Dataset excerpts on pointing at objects

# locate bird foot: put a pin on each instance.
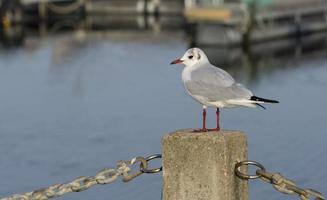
(214, 129)
(200, 130)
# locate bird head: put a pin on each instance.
(192, 57)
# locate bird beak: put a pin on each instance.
(176, 61)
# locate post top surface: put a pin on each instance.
(188, 133)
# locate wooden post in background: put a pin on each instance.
(200, 166)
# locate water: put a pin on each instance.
(75, 103)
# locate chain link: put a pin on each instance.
(279, 182)
(105, 176)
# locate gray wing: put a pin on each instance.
(215, 84)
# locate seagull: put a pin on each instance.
(214, 87)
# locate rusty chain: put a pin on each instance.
(279, 182)
(105, 176)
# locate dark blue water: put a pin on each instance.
(71, 106)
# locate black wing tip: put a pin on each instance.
(261, 106)
(255, 98)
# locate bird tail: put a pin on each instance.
(262, 100)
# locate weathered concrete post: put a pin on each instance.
(200, 166)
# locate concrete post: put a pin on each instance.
(200, 166)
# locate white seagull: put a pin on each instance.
(213, 87)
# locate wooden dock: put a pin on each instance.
(228, 24)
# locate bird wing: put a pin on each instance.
(214, 84)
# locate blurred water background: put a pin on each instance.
(75, 102)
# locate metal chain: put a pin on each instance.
(279, 182)
(105, 176)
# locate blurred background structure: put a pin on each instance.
(85, 83)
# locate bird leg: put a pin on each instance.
(218, 119)
(204, 115)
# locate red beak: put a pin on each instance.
(176, 61)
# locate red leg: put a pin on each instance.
(218, 121)
(204, 116)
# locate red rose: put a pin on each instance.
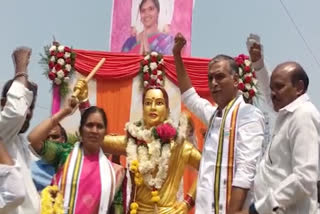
(154, 59)
(57, 67)
(152, 82)
(247, 79)
(166, 132)
(239, 60)
(145, 62)
(65, 73)
(55, 43)
(68, 60)
(52, 75)
(67, 49)
(243, 56)
(247, 69)
(241, 86)
(60, 55)
(141, 142)
(51, 64)
(146, 77)
(254, 74)
(252, 93)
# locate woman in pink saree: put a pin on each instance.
(87, 179)
(150, 39)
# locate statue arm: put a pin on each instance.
(115, 144)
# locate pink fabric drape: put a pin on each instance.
(126, 65)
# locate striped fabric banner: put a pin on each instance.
(217, 177)
(231, 153)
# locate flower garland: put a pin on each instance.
(59, 65)
(247, 77)
(152, 70)
(150, 149)
(51, 201)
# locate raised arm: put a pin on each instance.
(255, 49)
(40, 133)
(202, 108)
(16, 97)
(184, 81)
(12, 191)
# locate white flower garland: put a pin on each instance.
(152, 154)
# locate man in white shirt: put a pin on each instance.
(12, 190)
(17, 103)
(286, 179)
(234, 137)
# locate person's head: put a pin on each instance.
(149, 13)
(155, 106)
(93, 126)
(288, 82)
(58, 134)
(223, 79)
(34, 89)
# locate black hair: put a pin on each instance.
(88, 112)
(232, 63)
(31, 86)
(155, 2)
(63, 132)
(300, 74)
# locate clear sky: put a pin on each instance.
(218, 27)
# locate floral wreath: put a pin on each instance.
(247, 77)
(59, 65)
(51, 200)
(149, 149)
(152, 70)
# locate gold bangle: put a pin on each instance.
(20, 74)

• YOUR OBJECTIVE: Format every line of the items above as a JSON list of strings, with one string per line and blank lines skipped. Leave the pictures out of the answer.

• CORRECT RESPONSE:
[
  "# locate bird foot: put a pin on each instance.",
  "(214, 129)",
  "(200, 130)",
  "# locate bird head: put a pin on each instance.",
  "(192, 57)",
  "# locate bird beak: put a pin on each instance.",
  "(176, 61)",
  "# locate post top surface: put a pin on each instance.",
  "(188, 133)",
  "# locate wooden post in background: put a pin on each instance.",
  "(200, 166)",
  "# locate water: put a pin on each instance.",
  "(75, 103)",
  "# locate chain link: put a pin on each instance.",
  "(279, 182)",
  "(105, 176)",
  "# locate gray wing: put a pin on each instance.",
  "(215, 84)",
  "# locate seagull: put a pin on each instance.",
  "(214, 87)",
  "# locate rusty chain: put a pin on each instance.",
  "(279, 182)",
  "(105, 176)",
  "# locate dark blue water: put a pin on each instance.",
  "(71, 106)",
  "# locate black wing tip: put a pin on each instance.",
  "(261, 106)",
  "(255, 98)",
  "# locate bird tail: put a pin on each instance.",
  "(262, 100)",
  "# locate weathered concrete post: put a pin on each instance.",
  "(200, 166)",
  "# locate concrete post: put a pin on each instance.",
  "(200, 166)",
  "# locate white seagull: put a pin on each instance.",
  "(213, 87)",
  "# locate wooden dock: put a pin on each instance.",
  "(228, 24)",
  "# locate bird wing: put a pin on each instance.",
  "(214, 84)",
  "# locate blurred water background: put a pin on each instance.",
  "(75, 102)",
  "# locate metal chain: put a pin on each instance.",
  "(279, 182)",
  "(105, 176)",
  "# locate blurred background structure: put a pin on each instance.",
  "(85, 83)",
  "# locate bird leg: put a pin on each instance.",
  "(218, 119)",
  "(204, 115)",
  "# locate red beak: put a pin on each instance.",
  "(176, 61)",
  "# locate red leg: put a pin on each instance.",
  "(218, 121)",
  "(204, 116)",
  "# locate red rose: put a pin on each instance.",
  "(154, 59)",
  "(57, 67)",
  "(152, 82)",
  "(247, 79)",
  "(166, 132)",
  "(239, 60)",
  "(145, 62)",
  "(65, 73)",
  "(55, 43)",
  "(68, 60)",
  "(52, 75)",
  "(67, 49)",
  "(243, 56)",
  "(247, 69)",
  "(241, 86)",
  "(60, 55)",
  "(141, 142)",
  "(51, 64)",
  "(146, 77)",
  "(254, 74)",
  "(252, 93)",
  "# locate woman in pink saree: put a pin on each instance.",
  "(87, 179)",
  "(150, 39)",
  "# locate statue arm: put a pin on each instance.",
  "(115, 144)",
  "# locate pink fabric drape: put a pin on each instance.",
  "(126, 65)",
  "# locate striped fabric banner: put a pin on each instance.",
  "(217, 177)",
  "(231, 153)",
  "# locate flower garland: put a pin on each instance.",
  "(59, 65)",
  "(247, 77)",
  "(152, 70)",
  "(150, 149)",
  "(51, 201)",
  "# locate raised arm: put a pin on each instance.",
  "(255, 49)",
  "(40, 133)",
  "(202, 108)",
  "(16, 97)",
  "(184, 81)",
  "(12, 191)",
  "# locate white flower garland: put a pin on each instance.",
  "(152, 154)",
  "# locate man in white shirt: put a pin on each instance.",
  "(12, 190)",
  "(17, 103)",
  "(286, 179)",
  "(234, 137)",
  "# locate person's head: put a pin on each instance.",
  "(149, 13)",
  "(155, 106)",
  "(93, 126)",
  "(288, 82)",
  "(58, 134)",
  "(223, 79)",
  "(34, 89)",
  "# locate black hair: put a pin on each instance.",
  "(88, 112)",
  "(232, 63)",
  "(31, 86)",
  "(155, 2)",
  "(63, 132)",
  "(300, 74)",
  "# locate clear sky: put a pin on each instance.",
  "(218, 27)",
  "# locate floral wreath: put a pin on each instance.",
  "(247, 77)",
  "(59, 65)",
  "(51, 200)",
  "(149, 149)",
  "(152, 70)",
  "# locate gold bangle: put a pin on each instance.",
  "(20, 74)"
]